* **EXTRACT**
Dr. Gibson explains that while people getting abortions almost always feel very confident about their decision, the process can still bring up a lot of complex emotions, heightened by the stress and anxiety of wading through potential restrictions and protestors to get to a clinic, as well as the stigma about abortion they’ve likely internalized. What’s more, any form of reproductive health care can “create situations or power dynamics that reactivate a trauma experience”, as one 2021 paper aptly puts it, especially for Black, transgender, and otherwise marginalized people; abortion doulas are often trained in trauma-informed care, so they can step in to help create a space that feels safe and validating.

Abortion doulas don’t just benefit the patients in these scenarios—they also bring major relief to the clinic’s staff. “The people doing the intake, the people assisting with the abortions, the nurses pushing sedation and taking care of patients in recovery, and the physicians were absorbing a lot of the emotional energy that some patients who chose an abortion were demonstrating,” Dr. Gibson says “The doulas came in as intermediaries to absorb some of that. We found that to be really helpful for our staff. Not only could they then focus on the actual clinical tasks they needed to do, but they didn’t have to bear the weight of that emotional stress and energy that can often surround providing abortions.”

Saved entries:
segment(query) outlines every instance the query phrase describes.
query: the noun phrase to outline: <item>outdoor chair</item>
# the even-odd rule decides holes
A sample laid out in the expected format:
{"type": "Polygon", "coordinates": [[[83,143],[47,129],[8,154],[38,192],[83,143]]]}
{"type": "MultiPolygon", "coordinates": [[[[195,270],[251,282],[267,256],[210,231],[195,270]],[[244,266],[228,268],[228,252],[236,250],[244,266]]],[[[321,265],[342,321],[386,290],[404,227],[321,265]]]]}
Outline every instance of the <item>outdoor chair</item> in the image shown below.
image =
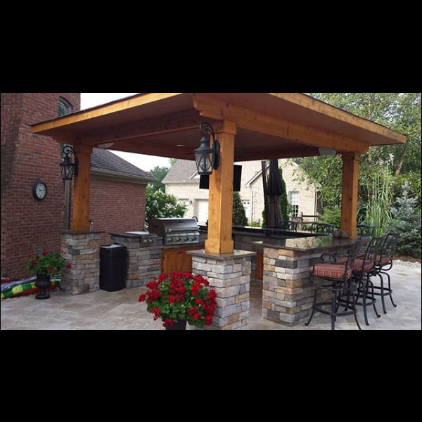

* **ACTIVITY LIST**
A. According to the passage on abortion doulas, what kind of care are abortion doulas often trained in?
B. Carry on the passage about abortion doulas from its last sentence.

* **WRITTEN ANSWERS**
A. Trauma-informed care.

B.
How to find an abortion doula you vibe with

There are many types of abortion doula training—mostly offered by nonprofit organizations—and while there is no “official” standard, any abortion doula you hire should have completed one. The trainings often last one to three full days and, at the very least, should cover basic medical information about different types of abortions, as well as emotional and physical support techniques.

Again, there is no licensing body regulating abortion doulas or a centralized certification program to become one, so finding the right support person for you depends on whether you feel their training, vibe, cost, and values align with what you’re looking for. Abortion doulas often offer their services free of charge (they might even help you fund your abortion if necessary). If they do have a fee (which could start around $200 or so), ask if they have a sliding scale.

Some clinics offer abortion doulas for free through their own programs. If your clinic doesn’t, you can ask them for a recommendation or look through these directories:

If you’re having an abortion in the US, there are free hotlines you can text or call to get confidential, anonymous emotional support or medical information:

  • The Medication Abortion Hotline provides 24/7 informational and emotional support by text for anyone having a medication abortion. (Bloom says that the most common question she answers via the text line is whether the amount of bleeding or cramping that a person is experiencing is normal.)

  • The Miscarriage & Abortion Hotline is staffed by health care professionals who can answer questions and provide support by phone or text.

  • Exhale Pro-Voice After-Abortion Textline offers emotional support for people who have had abortions, as well as for their loved ones and care professionals.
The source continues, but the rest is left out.